■ **TASK ITEM**: Transcribe the data in full; each line must match exactly.

■ **RECORDED DATA**:

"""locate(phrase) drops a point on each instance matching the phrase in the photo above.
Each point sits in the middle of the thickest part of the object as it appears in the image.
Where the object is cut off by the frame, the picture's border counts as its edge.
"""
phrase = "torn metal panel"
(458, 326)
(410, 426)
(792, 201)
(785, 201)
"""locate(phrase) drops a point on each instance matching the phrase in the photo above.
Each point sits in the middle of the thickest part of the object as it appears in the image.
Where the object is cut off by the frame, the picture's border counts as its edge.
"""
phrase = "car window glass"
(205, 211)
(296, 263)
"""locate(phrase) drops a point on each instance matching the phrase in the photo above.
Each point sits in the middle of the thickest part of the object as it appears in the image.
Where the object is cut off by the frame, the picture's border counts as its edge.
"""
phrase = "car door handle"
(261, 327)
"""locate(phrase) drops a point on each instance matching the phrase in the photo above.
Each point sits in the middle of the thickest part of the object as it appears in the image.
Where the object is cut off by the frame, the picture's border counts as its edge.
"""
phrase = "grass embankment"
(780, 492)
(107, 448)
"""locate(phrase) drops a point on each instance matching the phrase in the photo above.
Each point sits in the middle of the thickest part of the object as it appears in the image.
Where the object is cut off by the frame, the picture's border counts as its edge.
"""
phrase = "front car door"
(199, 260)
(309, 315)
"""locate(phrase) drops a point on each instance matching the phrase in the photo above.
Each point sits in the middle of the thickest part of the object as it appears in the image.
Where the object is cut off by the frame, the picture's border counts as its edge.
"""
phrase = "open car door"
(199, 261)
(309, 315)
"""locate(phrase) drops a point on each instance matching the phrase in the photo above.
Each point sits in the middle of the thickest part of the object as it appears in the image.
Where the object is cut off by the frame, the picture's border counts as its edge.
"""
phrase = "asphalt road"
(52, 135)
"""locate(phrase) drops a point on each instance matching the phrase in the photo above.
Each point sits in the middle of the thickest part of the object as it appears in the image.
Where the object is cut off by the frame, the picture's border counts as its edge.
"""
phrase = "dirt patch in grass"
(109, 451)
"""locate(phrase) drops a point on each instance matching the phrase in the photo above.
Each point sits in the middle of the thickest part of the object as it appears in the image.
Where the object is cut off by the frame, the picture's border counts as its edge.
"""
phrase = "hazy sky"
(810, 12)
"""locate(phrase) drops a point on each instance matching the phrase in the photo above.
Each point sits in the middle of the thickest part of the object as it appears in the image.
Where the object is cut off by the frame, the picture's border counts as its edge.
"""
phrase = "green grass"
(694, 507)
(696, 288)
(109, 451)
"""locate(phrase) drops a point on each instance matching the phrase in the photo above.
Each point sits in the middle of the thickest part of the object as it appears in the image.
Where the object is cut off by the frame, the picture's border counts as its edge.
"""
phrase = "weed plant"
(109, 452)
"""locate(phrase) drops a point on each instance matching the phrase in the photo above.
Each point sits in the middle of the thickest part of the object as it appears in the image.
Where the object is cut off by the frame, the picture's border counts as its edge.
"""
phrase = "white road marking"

■ **OUTPUT OF THE TASK**:
"""locate(phrase) drops a point on each instance matching the phrase in the photo above.
Each point sits in the middle of the thickest part of the object as it appears in the image.
Where the object is cut off by the frame, the picture's border counts as its edge.
"""
phrase = "torn metal panel"
(458, 326)
(410, 426)
(792, 201)
(785, 201)
"""locate(phrase) drops a point on each instance matching the phrase in the photo above.
Each point sits in the middle of the thickest part of the object as it appears in the image.
Where the object is cut off by the frame, the picture's border counts as its edge.
"""
phrase = "car window glass"
(205, 211)
(296, 263)
"""locate(phrase) drops a point on each instance matching the phrase in the photo above.
Each point sits in the middle of the thickest part of the object as it appears in the image.
Where the object is cut off by the frame, the picture's border counts as its edge.
"""
phrase = "car door handle"
(261, 327)
"""locate(phrase) drops a point on each instance matching the phrase in the photo above.
Each point sits in the middle of the thickest part of the object as it appears in the image.
Where the object is cut off by the frame, the picture's border counts as its edge.
"""
phrase = "grass embankment"
(780, 492)
(107, 448)
"""locate(phrase) drops a point on each instance matching the phrase in the photo above.
Each point sits in the middle of the thickest part of the object as it appears in the image.
Where the object is cut off by the frame, the picture's border counts as its edge.
"""
phrase = "front car door"
(199, 260)
(309, 315)
"""locate(phrase) drops a point on each instance matching the phrase in the photo above.
Each point sits in the middle of the thickest part of the object as it appears in the image.
Where the object is cut off by the frame, the picture's border counts as its edge.
"""
phrase = "open car door"
(199, 261)
(309, 315)
"""locate(phrase) drops a point on each instance matching the phrase in the photo above.
Each point sits in the middle of the thickest part of the object as it appears in the image.
Where the object is cut off by the frame, the picture's border counts as its edge.
"""
phrase = "asphalt road"
(52, 135)
"""locate(phrase) drops a point on each instance matching the phrase in the photo above.
Each point sits in the middle of the thickest part of the object as it appears in the image.
Where the object is cut off by the frame, the picture's border counts as its edge.
"""
phrase = "dirt patch in grass"
(109, 451)
"""locate(phrase) drops a point on each instance matching the phrase in the photo above.
Each point sits in the middle of the thickest part of the object as it appears in the image.
Where the object is cut off by the frame, the picture's border counts as its edge.
"""
phrase = "hazy sky"
(810, 12)
"""locate(phrase) drops a point on each instance matching the phrase in the photo above.
Each point sits in the middle of the thickest part of the object as it appears in the image.
Where the object is cut off by the frame, the picture's border counts as its edge.
"""
phrase = "green grass"
(694, 507)
(696, 288)
(109, 451)
"""locate(phrase) drops a point on each instance matching the phrase in the photo above.
Each point sits in the middle of the thickest part of the object as it appears in the image.
Where the object is cut off by the frame, the picture's border counts as its edge.
"""
phrase = "weed plant"
(109, 452)
"""locate(phrase) drops a point on each instance matching the phrase in the photo above.
Each point sits in the middle of the thickest part of the object as it appears in the image.
Where the object is cut off by the frame, the picture's border counts as its edge.
"""
phrase = "white road marking"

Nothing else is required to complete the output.